• Source text:
◆ ◆ ◆ ◆ ◆ ◆ ◆

Cesar Sayoc was arrested by federal authorities in Florida on Friday morning and charged with crimes related to sending 13 apparently homemade pipe bombs to high-profile Democrats. None of them detonated, but the FBI says the bombs indeed contained explosive material. Sayoc may well have meant to kill George Soros, Hillary Clinton, Barack Obama, Cory Booker, and others.
Sayoc does not appear to be severely mentally ill, like other perpetrators of high-profile crimes in our country in recent years, but he is a kooky and fringe character. He sports a long and bizarre arrest record, one of the reasons authorities were able to identify him so quickly as the alleged perpetrator. He had previously been arrested on a separate charge of threatening to bomb a utility company and appears to have been a petty dealer of illegal supplements. A 2012 bankruptcy report showed him living with his mother.
Sayoc was a registered Republican and, the evidence suggests, an obsessive Trump supporter. A van believed to be his is emblazoned with Trump stickers, his social-media feeds contain attacks on the Democratic party often shared from fringe websites, and he apparently attended a Trump rally in Florida months ago.
Of course, even before Sayoc was identified, the media and the Left were blaming President Trump for the bombs. We’ve said it many times before, but it has to be said again: Harsh, overheated rhetoric is endemic to our political system, and it should not be confused with incitement to violence. When James Hodgkinson, a registered Democrat who campaigned for Bernie Sanders in the 2016 election, attempted to assassinate a group of Republican congressmen at a baseball practice last June, we did not blame Sanders or Hodgkinson’s party. Instead, we wrote, “The person singly responsible for Wednesday’s horrors is the man who pulled the trigger.” Here, too, the responsibility for Sayoc’s bombing campaign rests with him alone.
The double standard in these cases is flagrant. Even though Republican majority whip Steve Scalise was nearly killed in the Hodgkinson attack and more than a dozen of his colleagues could have been killed but for security neutralizing Hodgkinson, the event was quickly memory-holed and the media didn’t resound with calls for Bernie Sanders, or, say, Rachel Maddow, to tone it down.

◆ ◆ ◆ ◆ ◆ ◆ ◆

• Dataset entries:

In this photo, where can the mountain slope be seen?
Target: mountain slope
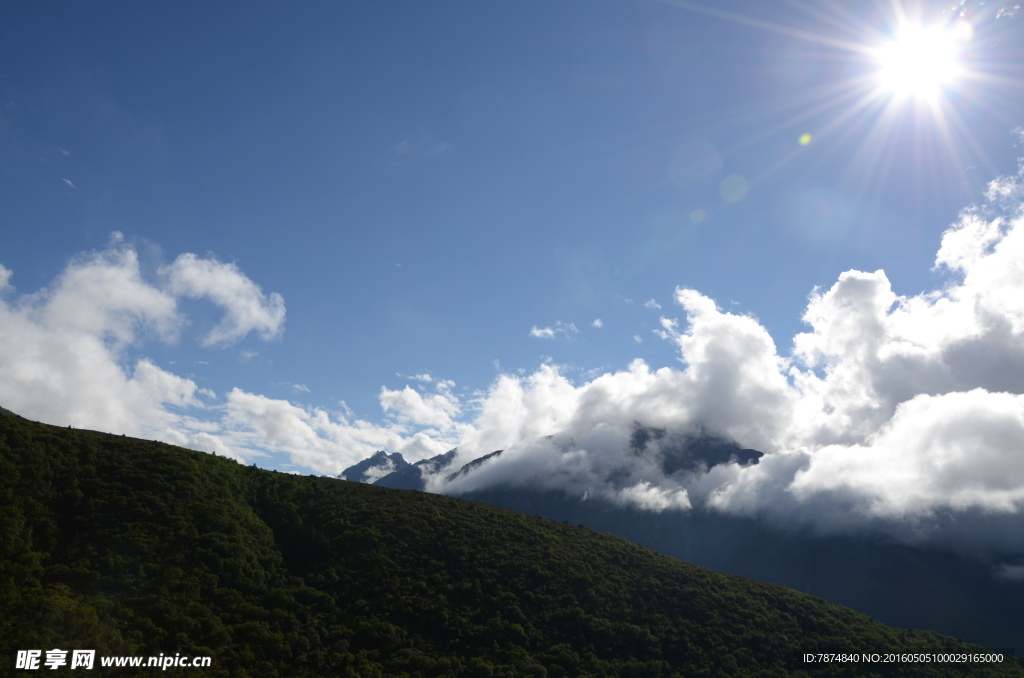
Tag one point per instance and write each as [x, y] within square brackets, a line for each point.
[898, 584]
[133, 547]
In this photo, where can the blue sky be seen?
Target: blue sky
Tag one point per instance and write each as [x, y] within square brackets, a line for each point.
[304, 204]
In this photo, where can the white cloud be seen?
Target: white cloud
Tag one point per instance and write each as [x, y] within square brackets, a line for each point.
[435, 411]
[246, 307]
[901, 414]
[563, 329]
[893, 413]
[5, 276]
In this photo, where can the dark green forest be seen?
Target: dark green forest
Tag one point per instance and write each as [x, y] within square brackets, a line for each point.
[133, 547]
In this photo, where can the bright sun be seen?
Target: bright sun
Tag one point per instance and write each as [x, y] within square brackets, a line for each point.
[922, 61]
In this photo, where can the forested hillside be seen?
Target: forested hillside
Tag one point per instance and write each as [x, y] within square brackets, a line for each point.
[132, 547]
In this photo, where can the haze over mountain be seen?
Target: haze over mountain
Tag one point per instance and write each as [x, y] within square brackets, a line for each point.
[133, 547]
[902, 585]
[339, 228]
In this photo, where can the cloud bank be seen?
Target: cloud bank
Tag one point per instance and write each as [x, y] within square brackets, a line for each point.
[65, 359]
[899, 414]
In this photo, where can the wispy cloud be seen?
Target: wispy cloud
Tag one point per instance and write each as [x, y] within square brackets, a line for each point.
[420, 145]
[896, 414]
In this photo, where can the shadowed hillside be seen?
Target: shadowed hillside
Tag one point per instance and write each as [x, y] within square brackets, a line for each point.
[132, 547]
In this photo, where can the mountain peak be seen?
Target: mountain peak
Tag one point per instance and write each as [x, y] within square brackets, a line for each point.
[373, 468]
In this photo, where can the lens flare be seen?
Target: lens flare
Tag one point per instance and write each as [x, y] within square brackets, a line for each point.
[922, 61]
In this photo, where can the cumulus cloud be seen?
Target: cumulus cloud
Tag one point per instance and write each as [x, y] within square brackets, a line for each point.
[563, 329]
[64, 359]
[900, 414]
[246, 307]
[896, 413]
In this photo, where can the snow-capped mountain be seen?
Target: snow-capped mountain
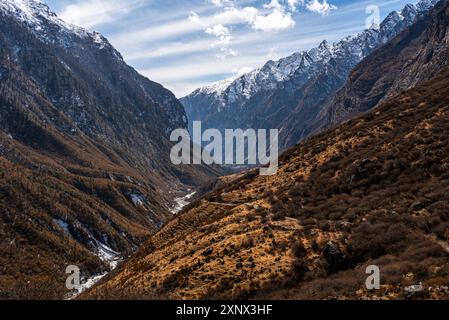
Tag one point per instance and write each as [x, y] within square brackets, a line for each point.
[288, 93]
[84, 152]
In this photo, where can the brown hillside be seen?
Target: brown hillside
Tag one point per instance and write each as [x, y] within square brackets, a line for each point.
[372, 191]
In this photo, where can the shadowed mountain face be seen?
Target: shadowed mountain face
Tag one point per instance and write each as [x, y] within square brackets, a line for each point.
[416, 55]
[289, 94]
[84, 152]
[372, 191]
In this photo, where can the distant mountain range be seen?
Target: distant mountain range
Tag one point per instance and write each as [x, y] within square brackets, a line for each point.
[369, 192]
[290, 94]
[84, 152]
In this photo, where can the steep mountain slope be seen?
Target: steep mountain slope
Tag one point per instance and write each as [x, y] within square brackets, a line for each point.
[370, 192]
[289, 93]
[415, 56]
[84, 152]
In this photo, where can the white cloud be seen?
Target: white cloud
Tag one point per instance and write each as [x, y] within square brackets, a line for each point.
[220, 32]
[273, 22]
[274, 4]
[293, 4]
[220, 3]
[96, 12]
[323, 8]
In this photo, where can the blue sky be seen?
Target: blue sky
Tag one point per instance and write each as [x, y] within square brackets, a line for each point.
[186, 44]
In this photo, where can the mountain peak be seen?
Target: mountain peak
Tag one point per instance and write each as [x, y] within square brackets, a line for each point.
[46, 25]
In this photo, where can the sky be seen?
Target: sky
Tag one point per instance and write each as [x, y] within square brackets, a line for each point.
[187, 44]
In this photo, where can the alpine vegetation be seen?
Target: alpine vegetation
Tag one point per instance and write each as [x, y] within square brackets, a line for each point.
[241, 147]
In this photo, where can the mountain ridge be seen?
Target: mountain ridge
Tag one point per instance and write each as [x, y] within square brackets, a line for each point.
[288, 93]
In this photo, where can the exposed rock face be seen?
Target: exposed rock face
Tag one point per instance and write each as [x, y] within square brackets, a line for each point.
[371, 191]
[415, 56]
[288, 94]
[84, 151]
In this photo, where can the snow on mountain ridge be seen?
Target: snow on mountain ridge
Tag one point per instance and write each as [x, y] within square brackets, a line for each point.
[37, 16]
[272, 73]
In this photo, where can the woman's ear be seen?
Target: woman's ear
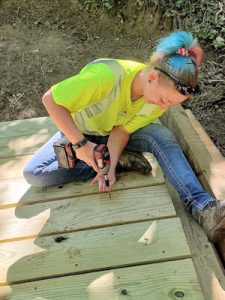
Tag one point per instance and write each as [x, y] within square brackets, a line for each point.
[153, 75]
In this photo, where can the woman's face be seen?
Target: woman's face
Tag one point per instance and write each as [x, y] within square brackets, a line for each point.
[163, 96]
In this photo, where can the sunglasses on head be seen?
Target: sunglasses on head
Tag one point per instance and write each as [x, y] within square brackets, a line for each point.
[180, 86]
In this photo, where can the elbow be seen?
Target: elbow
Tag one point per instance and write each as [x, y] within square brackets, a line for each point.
[47, 99]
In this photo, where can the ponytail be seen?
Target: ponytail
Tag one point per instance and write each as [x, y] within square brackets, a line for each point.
[180, 55]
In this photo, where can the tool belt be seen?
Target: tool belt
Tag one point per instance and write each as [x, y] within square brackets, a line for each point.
[65, 154]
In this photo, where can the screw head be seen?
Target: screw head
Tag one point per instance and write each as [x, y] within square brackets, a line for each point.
[124, 292]
[179, 294]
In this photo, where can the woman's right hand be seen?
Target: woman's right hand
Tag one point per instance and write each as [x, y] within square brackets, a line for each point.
[86, 153]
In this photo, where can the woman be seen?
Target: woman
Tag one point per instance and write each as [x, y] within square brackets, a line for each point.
[115, 102]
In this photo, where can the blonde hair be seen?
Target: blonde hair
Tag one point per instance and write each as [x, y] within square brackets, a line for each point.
[183, 67]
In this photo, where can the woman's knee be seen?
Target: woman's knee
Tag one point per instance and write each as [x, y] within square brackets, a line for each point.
[32, 177]
[158, 133]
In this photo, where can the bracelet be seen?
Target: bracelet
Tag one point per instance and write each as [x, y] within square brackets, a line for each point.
[80, 144]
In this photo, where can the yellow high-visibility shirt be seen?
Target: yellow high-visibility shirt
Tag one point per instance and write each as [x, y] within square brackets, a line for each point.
[99, 97]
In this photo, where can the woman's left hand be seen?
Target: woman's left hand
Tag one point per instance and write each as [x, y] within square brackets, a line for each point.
[101, 181]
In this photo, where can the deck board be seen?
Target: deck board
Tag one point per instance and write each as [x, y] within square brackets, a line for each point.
[156, 282]
[80, 213]
[82, 236]
[92, 250]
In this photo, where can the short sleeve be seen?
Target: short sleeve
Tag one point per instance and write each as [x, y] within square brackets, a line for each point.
[93, 83]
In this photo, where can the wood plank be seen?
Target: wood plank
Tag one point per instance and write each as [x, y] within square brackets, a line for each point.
[86, 212]
[199, 151]
[204, 257]
[26, 194]
[18, 128]
[214, 171]
[93, 250]
[210, 167]
[156, 281]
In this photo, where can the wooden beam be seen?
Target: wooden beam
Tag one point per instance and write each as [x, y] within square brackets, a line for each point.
[208, 164]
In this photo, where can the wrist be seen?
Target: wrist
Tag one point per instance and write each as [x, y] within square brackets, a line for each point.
[80, 143]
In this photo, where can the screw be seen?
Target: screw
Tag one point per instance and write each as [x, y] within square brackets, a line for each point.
[124, 292]
[179, 294]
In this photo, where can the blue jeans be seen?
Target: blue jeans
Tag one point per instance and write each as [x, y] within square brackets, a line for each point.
[42, 169]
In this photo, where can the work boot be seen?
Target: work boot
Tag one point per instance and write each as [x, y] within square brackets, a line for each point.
[133, 161]
[212, 219]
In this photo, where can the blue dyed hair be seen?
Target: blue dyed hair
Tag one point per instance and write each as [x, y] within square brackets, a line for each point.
[183, 67]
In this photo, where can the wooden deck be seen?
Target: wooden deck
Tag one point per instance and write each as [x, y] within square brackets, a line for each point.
[72, 242]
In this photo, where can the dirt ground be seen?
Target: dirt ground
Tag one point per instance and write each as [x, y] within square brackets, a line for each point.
[43, 42]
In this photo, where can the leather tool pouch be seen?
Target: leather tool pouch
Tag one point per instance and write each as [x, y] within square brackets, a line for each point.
[65, 154]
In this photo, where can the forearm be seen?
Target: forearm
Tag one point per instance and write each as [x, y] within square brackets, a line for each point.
[117, 141]
[62, 118]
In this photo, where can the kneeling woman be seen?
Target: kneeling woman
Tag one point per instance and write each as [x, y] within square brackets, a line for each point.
[115, 102]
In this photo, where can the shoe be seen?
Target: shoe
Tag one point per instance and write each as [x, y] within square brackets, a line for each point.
[133, 161]
[212, 219]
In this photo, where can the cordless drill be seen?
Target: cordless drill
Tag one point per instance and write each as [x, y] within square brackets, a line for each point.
[66, 156]
[102, 159]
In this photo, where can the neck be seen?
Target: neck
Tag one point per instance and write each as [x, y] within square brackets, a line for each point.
[137, 86]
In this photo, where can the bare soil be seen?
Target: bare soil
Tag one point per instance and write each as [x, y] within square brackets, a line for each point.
[43, 42]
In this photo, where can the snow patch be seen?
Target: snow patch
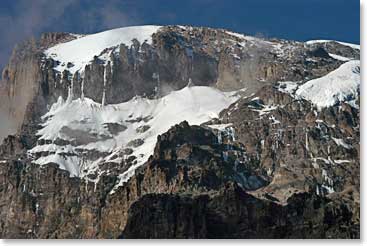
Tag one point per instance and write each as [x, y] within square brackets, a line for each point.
[353, 46]
[340, 85]
[82, 50]
[87, 118]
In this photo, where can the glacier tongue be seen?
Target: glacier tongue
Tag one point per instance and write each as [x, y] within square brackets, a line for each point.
[340, 85]
[82, 125]
[81, 51]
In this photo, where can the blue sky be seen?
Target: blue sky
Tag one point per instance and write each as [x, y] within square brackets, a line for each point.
[289, 19]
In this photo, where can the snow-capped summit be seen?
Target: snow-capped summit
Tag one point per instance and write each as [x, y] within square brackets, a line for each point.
[81, 51]
[340, 85]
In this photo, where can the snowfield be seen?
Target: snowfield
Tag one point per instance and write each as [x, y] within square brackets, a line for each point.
[66, 119]
[340, 85]
[82, 50]
[353, 46]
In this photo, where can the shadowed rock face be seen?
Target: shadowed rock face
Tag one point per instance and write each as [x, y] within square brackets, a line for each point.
[232, 213]
[202, 55]
[270, 166]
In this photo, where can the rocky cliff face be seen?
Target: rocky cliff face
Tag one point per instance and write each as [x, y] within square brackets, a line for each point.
[271, 165]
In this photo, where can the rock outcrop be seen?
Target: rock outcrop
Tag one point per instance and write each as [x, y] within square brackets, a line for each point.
[271, 165]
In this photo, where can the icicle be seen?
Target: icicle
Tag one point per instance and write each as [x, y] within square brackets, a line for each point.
[70, 92]
[82, 89]
[219, 137]
[190, 83]
[317, 190]
[157, 88]
[307, 140]
[104, 86]
[225, 156]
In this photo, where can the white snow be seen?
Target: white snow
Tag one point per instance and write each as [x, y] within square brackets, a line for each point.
[340, 58]
[288, 87]
[194, 104]
[340, 85]
[83, 49]
[341, 142]
[353, 46]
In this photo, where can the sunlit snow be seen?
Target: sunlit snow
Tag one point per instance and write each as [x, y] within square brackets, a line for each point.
[81, 51]
[339, 85]
[196, 105]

◆ ◆ ◆ ◆ ◆ ◆ ◆

• Work to complete:
**A)** According to the editorial on the pipe-bomb arrest, how many pipe bombs was Cesar Sayoc charged with sending?
**B)** Carry on the editorial about the pipe-bomb case, picking up after its last sentence.
You don't need the dataset entries for this.

• Activity answers:
**A)** Thirteen apparently homemade pipe bombs.

**B)**
Not that these incidents bring out the best in either side. Some of our friends on the right rushed to deem the sending of the pipe bombs a hoax, with no evidence but an abundance of paranoia.
What can we ask of our politicians? First and foremost, that they condemn all forms of violence and intimidation, running from the dastardly crime of the last few days, to the street-fighting of antifa and the Proud Boys, to the hounding of high-profile political figures in public spaces. With some prominent exceptions, almost no elected officials openly endorse this behavior. No matter how intense our political debates, Republicans and Democrats are still far from sanctioning violence against one another.
As for rhetoric, we make wide latitude for stinging insults and hyperbolic rhetoric, which go back at least to the 1790s in this country. But it’d be better if everyone felt some responsibility to edify rather than degrade our discourse. This, of course, applies to Donald Trump. Contrary to his critics, chants of “Lock her up” and “CNN sucks” aren’t calls to violence. No rational person would hear even his most incendiary line — the media are “enemies of the people” — as permission to mail a dozen pipe bombs all over the country. But Trump is president, which should imply an obligation to honor guardrails about what he says about his fellow citizens. He should never, to take an example from a recent rally, talk lightly of a Republican congressman’s body-slamming a reporter.
We are very glad that no one was hurt by the pipe bombs, and that Sayoc was apprehended quickly. These are things everyone is grateful for, because, even if we seem to forget it at times, we are all still Americans.
Editor’s Note: This editorial has been emended since its original publication.